We'll see if Presti can get anything done for a shooting guard.

----------


## dankrutka

> I mean, I guess you can trade away Ferguson since he's really not going to be a major contributor in this team's title window (next 3/4 years)


It's an interesting dilemma. There's a lot of reasons to keep young talent: cheap contracts, brighter future (this is more important than most think), future asset (once he's gone OKC has nothing). But, Ferguson is probably 2-3 seasons away from being a significant contributor and this is a win-now team that doesn't want to waste Russ' prime.

Supposedly, there's been a lot of interest in Ferguson, but OKC is not taking calls on him.

----------


## Laramie

.
*Oklahoma City Thunder 125 -  Golden State Warriors 105*

Box score:  http://www.espn.com/nba/boxscore?gameId=400975549

----------


## Urbanized

^^^^^^^
Games like this are why I remain (mostly) an optimist.

----------


## Roger S

> ^^^^^^^
> Games like this are why I remain (mostly) an optimist.

GOALS »
1) Please copy the thread word for word, from "## dankrutka" to "(next 3/4 years)".
2) In the thread, what was the final score of the game between the Oklahoma City Thunder and the Golden State Warriors?
The entries come from a different source than the thread.

DATA ROWS »
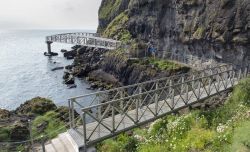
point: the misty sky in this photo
(49, 14)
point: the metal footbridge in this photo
(84, 39)
(112, 112)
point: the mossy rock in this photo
(4, 114)
(63, 114)
(117, 28)
(36, 106)
(48, 125)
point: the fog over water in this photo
(26, 73)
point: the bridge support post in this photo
(49, 46)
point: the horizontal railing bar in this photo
(146, 82)
(151, 91)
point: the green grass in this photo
(5, 133)
(109, 7)
(117, 28)
(160, 64)
(241, 138)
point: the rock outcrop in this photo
(213, 29)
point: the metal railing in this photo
(85, 39)
(114, 111)
(188, 59)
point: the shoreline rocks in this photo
(57, 68)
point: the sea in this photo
(26, 73)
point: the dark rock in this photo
(4, 114)
(70, 54)
(70, 57)
(63, 50)
(70, 80)
(72, 86)
(42, 126)
(50, 54)
(66, 75)
(93, 86)
(19, 132)
(57, 68)
(69, 67)
(63, 114)
(36, 106)
(76, 47)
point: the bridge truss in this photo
(118, 110)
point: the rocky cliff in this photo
(212, 29)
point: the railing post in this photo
(137, 111)
(73, 112)
(43, 144)
(156, 98)
(240, 74)
(83, 116)
(113, 117)
(245, 72)
(171, 91)
(31, 136)
(70, 115)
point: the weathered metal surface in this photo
(114, 111)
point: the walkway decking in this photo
(128, 107)
(84, 39)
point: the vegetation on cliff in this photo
(116, 29)
(220, 129)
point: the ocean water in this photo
(26, 73)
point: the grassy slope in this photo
(223, 129)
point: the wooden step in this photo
(50, 148)
(66, 141)
(59, 146)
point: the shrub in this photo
(47, 125)
(241, 138)
(241, 93)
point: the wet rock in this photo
(50, 54)
(70, 80)
(70, 57)
(42, 126)
(69, 67)
(66, 75)
(63, 113)
(57, 68)
(72, 86)
(93, 86)
(19, 132)
(70, 54)
(63, 50)
(36, 106)
(4, 114)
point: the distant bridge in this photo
(84, 39)
(112, 112)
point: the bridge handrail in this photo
(151, 91)
(150, 81)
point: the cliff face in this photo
(213, 29)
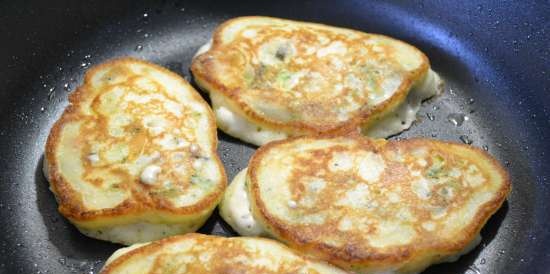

SOLVED PROBLEMS »
1)
## dankrutka

> I mean, I guess you can trade away Ferguson since he's really not going to be a major contributor in this team's title window (next 3/4 years)

2) Oklahoma City Thunder 125, Golden State Warriors 105.